GOAL OF THE EXERCISE:
Copy the whole listing below exactly.

(Beginning of AVAILABLE DATA)

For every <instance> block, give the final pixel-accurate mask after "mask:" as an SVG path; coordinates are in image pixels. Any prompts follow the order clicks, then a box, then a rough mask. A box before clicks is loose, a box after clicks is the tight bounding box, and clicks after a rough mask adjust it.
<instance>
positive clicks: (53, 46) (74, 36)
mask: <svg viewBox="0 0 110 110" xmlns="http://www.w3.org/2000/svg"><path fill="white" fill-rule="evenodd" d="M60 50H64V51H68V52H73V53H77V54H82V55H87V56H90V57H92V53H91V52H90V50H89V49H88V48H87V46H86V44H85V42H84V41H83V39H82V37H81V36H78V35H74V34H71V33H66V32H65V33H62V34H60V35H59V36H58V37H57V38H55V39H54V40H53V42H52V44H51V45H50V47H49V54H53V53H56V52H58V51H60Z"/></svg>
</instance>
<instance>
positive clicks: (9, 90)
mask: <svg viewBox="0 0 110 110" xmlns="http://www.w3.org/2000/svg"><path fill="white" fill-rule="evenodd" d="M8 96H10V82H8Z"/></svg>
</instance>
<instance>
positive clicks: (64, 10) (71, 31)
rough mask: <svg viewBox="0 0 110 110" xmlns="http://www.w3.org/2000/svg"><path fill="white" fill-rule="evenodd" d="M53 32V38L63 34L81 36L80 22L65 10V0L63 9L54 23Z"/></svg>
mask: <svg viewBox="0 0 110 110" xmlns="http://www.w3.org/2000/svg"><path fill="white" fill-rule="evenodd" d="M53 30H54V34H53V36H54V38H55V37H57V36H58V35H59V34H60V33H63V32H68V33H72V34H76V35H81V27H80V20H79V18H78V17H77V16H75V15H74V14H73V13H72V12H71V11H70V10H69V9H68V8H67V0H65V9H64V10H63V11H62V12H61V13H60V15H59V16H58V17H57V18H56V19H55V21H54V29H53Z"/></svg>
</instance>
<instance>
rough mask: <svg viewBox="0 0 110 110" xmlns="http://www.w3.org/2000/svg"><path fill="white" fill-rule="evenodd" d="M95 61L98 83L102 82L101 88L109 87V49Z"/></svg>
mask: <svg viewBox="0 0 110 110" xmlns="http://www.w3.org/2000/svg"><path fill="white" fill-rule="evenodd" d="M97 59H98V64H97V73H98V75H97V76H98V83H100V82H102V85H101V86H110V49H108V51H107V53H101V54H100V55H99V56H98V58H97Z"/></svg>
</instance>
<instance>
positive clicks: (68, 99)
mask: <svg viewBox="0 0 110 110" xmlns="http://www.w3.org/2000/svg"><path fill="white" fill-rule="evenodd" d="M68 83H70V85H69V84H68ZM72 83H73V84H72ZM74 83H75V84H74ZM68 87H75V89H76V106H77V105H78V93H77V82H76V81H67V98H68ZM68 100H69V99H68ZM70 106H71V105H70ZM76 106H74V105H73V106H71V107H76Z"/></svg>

(End of AVAILABLE DATA)

WRITTEN ANSWER:
For every <instance> block, give the final pixel-accurate mask after "mask:" as an SVG path; coordinates are in image pixels. Any prompts follow the order clicks, then a box, then a rough mask. A box before clicks is loose, a box after clicks is the tight bounding box, and clicks after a rough mask adjust it.
<instance>
positive clicks: (53, 46) (74, 36)
mask: <svg viewBox="0 0 110 110" xmlns="http://www.w3.org/2000/svg"><path fill="white" fill-rule="evenodd" d="M60 50H64V51H68V52H73V53H77V54H82V55H87V56H90V57H92V53H91V52H90V50H89V49H88V48H87V46H86V44H85V42H84V41H83V39H82V37H81V36H78V35H74V34H71V33H66V32H65V33H62V34H60V35H59V36H58V37H57V38H55V39H54V40H53V42H52V44H51V45H50V47H49V54H53V53H56V52H58V51H60Z"/></svg>
</instance>
<instance>
positive clicks: (9, 90)
mask: <svg viewBox="0 0 110 110" xmlns="http://www.w3.org/2000/svg"><path fill="white" fill-rule="evenodd" d="M8 96H10V82H8Z"/></svg>
</instance>
<instance>
positive clicks: (64, 10) (71, 31)
rough mask: <svg viewBox="0 0 110 110" xmlns="http://www.w3.org/2000/svg"><path fill="white" fill-rule="evenodd" d="M53 32V38L63 34L81 36L80 22L65 10V0L63 9L54 23Z"/></svg>
mask: <svg viewBox="0 0 110 110" xmlns="http://www.w3.org/2000/svg"><path fill="white" fill-rule="evenodd" d="M53 30H54V34H53V36H54V38H55V37H57V36H58V35H59V34H60V33H63V32H68V33H72V34H76V35H81V27H80V20H79V18H78V17H77V16H75V15H74V14H73V13H72V12H71V11H70V10H69V9H68V8H67V0H65V9H64V10H63V11H62V12H61V13H60V15H59V16H58V17H57V18H56V19H55V21H54V29H53Z"/></svg>
</instance>
<instance>
rough mask: <svg viewBox="0 0 110 110" xmlns="http://www.w3.org/2000/svg"><path fill="white" fill-rule="evenodd" d="M95 61L98 83L102 82L101 88L109 87V49Z"/></svg>
mask: <svg viewBox="0 0 110 110" xmlns="http://www.w3.org/2000/svg"><path fill="white" fill-rule="evenodd" d="M97 59H98V64H97V73H98V75H97V76H98V83H100V82H102V85H101V86H110V49H108V51H107V53H101V54H100V55H99V56H98V58H97Z"/></svg>
</instance>
<instance>
positive clicks: (68, 99)
mask: <svg viewBox="0 0 110 110" xmlns="http://www.w3.org/2000/svg"><path fill="white" fill-rule="evenodd" d="M68 83H70V85H69V84H68ZM72 83H73V84H72ZM74 83H75V84H74ZM68 87H75V89H76V106H77V105H78V93H77V82H76V81H67V98H68ZM68 100H69V99H68ZM70 106H71V105H70ZM76 106H74V105H73V106H71V107H76Z"/></svg>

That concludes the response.